* _Short task_: Count how many lines in the material below contain the string "light", treating uppercase and lowercase as different. Reply with only the number.

-- start Extracted entries --

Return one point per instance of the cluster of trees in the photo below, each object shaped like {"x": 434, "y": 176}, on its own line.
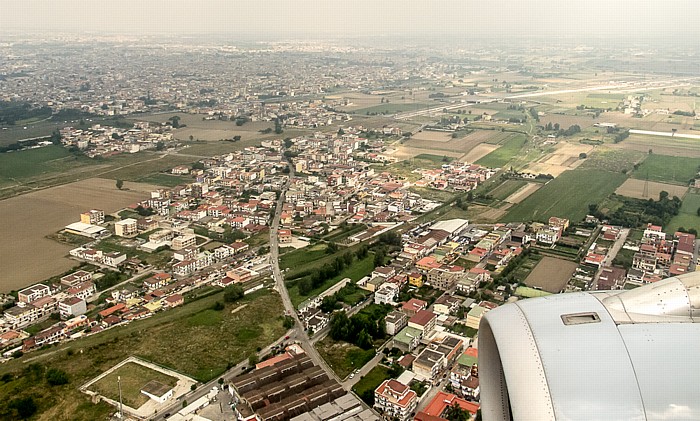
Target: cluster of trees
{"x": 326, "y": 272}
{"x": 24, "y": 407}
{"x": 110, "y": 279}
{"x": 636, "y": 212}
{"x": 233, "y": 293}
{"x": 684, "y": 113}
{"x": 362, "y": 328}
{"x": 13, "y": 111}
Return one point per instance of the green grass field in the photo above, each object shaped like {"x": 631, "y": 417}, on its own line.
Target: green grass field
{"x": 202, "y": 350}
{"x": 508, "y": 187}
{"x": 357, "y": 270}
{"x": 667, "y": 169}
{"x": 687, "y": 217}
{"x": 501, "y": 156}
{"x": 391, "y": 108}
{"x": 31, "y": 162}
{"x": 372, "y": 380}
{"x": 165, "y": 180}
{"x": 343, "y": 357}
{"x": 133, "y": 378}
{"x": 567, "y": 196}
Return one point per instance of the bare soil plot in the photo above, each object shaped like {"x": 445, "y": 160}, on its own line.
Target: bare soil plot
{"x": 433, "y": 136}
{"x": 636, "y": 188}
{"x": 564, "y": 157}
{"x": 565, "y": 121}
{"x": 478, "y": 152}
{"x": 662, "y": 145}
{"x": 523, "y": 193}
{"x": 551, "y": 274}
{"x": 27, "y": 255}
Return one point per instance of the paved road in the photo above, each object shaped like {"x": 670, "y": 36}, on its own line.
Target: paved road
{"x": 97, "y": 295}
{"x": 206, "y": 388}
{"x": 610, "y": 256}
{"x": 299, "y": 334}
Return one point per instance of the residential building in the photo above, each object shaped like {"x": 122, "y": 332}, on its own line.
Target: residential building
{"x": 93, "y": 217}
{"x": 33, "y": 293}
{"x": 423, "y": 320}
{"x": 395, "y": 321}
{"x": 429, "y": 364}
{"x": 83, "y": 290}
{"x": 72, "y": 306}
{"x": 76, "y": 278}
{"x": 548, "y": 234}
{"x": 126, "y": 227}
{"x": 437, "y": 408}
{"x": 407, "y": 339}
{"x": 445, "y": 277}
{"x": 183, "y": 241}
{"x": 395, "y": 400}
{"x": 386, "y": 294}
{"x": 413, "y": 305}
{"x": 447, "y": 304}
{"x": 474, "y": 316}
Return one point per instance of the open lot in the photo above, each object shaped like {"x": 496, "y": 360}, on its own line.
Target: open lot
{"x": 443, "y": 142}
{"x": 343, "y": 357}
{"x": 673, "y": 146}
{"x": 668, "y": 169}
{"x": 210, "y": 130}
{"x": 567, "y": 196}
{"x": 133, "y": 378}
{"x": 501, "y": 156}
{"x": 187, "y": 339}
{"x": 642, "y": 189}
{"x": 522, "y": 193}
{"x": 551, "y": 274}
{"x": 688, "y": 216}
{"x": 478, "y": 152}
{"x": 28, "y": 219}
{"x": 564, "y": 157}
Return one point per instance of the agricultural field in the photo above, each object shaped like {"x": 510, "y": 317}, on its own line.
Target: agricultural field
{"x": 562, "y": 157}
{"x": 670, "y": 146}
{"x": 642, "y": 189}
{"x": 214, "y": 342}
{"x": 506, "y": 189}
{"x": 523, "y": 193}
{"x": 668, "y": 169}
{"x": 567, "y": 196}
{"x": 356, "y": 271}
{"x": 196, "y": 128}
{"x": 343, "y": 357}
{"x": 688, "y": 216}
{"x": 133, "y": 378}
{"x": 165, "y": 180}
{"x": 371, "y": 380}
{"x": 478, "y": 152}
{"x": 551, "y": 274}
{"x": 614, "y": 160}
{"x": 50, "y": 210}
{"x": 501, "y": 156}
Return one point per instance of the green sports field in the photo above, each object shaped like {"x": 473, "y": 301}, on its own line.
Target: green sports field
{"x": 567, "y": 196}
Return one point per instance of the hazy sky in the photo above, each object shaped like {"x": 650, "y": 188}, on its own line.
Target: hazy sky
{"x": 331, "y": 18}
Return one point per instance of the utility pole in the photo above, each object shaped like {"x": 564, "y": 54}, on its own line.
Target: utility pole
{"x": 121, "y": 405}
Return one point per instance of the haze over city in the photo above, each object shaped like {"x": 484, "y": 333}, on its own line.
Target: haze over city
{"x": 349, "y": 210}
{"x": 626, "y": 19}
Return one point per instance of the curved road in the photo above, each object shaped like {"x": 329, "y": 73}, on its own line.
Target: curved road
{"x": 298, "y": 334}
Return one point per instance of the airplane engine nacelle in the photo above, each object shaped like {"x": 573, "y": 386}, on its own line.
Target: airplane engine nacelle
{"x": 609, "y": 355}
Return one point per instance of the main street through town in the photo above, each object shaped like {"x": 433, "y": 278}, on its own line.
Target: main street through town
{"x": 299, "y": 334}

-- end Extracted entries --
-- start Extracted entries --

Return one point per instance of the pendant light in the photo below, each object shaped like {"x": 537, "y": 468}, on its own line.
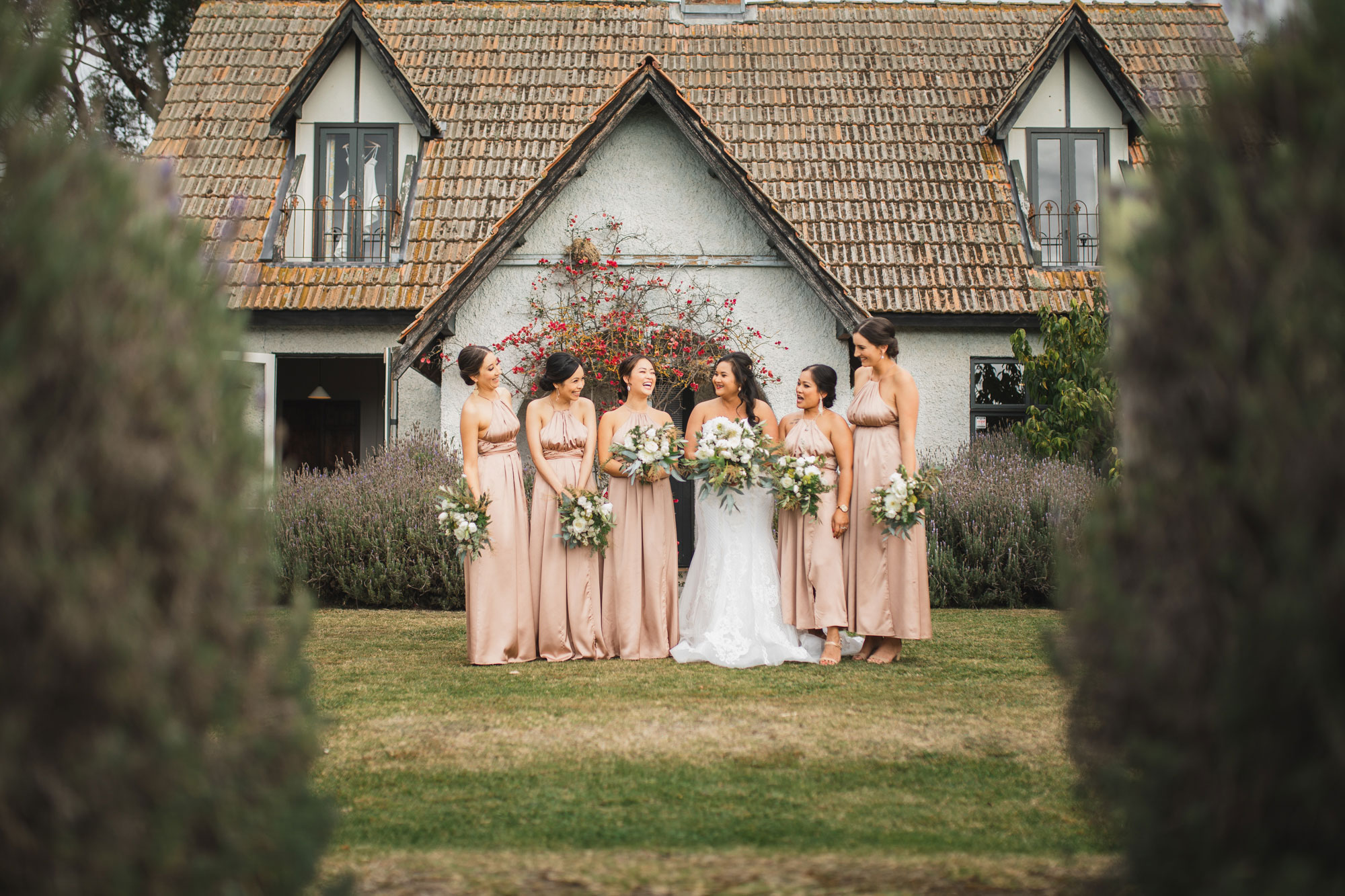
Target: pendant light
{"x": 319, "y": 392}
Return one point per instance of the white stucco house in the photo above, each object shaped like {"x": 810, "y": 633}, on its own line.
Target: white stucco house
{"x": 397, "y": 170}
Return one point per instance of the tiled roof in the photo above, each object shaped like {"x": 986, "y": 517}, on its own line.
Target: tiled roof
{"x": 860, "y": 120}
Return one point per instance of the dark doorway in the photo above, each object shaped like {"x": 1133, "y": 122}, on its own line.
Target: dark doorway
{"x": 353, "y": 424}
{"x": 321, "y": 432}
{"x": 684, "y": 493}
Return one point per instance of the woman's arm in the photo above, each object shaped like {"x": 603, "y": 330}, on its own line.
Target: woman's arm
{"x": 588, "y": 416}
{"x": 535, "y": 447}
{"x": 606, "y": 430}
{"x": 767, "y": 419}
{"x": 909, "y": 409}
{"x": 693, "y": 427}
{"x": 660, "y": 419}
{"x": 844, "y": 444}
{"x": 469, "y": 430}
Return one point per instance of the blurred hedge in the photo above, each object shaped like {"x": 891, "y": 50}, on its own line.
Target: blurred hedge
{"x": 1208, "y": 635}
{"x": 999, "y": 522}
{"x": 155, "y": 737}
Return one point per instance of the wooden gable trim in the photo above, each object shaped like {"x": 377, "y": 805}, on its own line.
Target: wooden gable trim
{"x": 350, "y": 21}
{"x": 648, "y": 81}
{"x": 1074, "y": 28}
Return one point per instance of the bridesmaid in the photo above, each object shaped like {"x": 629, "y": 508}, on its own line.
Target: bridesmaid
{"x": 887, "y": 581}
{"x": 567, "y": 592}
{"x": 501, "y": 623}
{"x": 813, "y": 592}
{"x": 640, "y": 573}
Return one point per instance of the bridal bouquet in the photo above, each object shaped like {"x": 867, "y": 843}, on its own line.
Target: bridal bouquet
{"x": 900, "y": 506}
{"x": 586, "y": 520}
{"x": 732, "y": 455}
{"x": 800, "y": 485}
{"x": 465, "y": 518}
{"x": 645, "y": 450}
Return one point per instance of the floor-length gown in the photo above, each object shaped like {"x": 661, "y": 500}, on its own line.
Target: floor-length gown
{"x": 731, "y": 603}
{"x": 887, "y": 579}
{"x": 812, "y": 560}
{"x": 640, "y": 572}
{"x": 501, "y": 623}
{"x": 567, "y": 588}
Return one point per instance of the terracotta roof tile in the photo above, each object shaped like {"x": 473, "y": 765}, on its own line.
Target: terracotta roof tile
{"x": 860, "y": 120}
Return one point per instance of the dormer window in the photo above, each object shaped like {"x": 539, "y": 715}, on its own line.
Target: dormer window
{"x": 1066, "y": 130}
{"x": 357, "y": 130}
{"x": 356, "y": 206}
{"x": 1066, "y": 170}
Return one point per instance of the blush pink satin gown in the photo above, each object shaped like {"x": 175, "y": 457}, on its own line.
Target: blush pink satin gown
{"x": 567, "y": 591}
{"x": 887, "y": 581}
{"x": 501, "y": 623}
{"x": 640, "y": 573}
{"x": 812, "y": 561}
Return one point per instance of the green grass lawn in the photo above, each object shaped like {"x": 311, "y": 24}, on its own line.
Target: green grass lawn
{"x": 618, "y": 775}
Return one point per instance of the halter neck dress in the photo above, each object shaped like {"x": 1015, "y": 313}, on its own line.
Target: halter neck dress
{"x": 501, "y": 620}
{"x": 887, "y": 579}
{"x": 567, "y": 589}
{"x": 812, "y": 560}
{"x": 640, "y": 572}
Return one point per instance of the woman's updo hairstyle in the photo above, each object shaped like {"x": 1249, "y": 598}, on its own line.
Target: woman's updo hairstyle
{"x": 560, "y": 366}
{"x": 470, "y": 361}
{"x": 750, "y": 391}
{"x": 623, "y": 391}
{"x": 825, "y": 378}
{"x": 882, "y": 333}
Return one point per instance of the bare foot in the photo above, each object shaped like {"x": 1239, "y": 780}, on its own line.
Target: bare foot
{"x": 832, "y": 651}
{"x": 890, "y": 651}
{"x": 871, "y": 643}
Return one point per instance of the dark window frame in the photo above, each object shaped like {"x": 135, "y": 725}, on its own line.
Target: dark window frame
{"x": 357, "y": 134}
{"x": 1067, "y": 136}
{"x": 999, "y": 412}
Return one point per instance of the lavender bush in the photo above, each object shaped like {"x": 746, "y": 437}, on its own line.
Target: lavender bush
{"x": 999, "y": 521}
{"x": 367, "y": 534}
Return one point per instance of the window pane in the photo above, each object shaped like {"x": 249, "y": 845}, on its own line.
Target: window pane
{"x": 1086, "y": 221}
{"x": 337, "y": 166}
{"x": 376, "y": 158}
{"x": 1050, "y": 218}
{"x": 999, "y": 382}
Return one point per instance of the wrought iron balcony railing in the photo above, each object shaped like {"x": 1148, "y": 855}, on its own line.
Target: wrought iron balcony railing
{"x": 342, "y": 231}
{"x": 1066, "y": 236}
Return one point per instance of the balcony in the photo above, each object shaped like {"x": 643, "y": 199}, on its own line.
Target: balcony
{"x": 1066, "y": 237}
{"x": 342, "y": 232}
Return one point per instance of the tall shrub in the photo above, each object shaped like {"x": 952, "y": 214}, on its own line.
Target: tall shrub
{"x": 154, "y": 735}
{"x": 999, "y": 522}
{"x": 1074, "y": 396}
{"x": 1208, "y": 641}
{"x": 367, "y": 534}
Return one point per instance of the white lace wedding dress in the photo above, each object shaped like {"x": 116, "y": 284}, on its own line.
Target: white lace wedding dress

-- end Extracted entries --

* _Response_: 2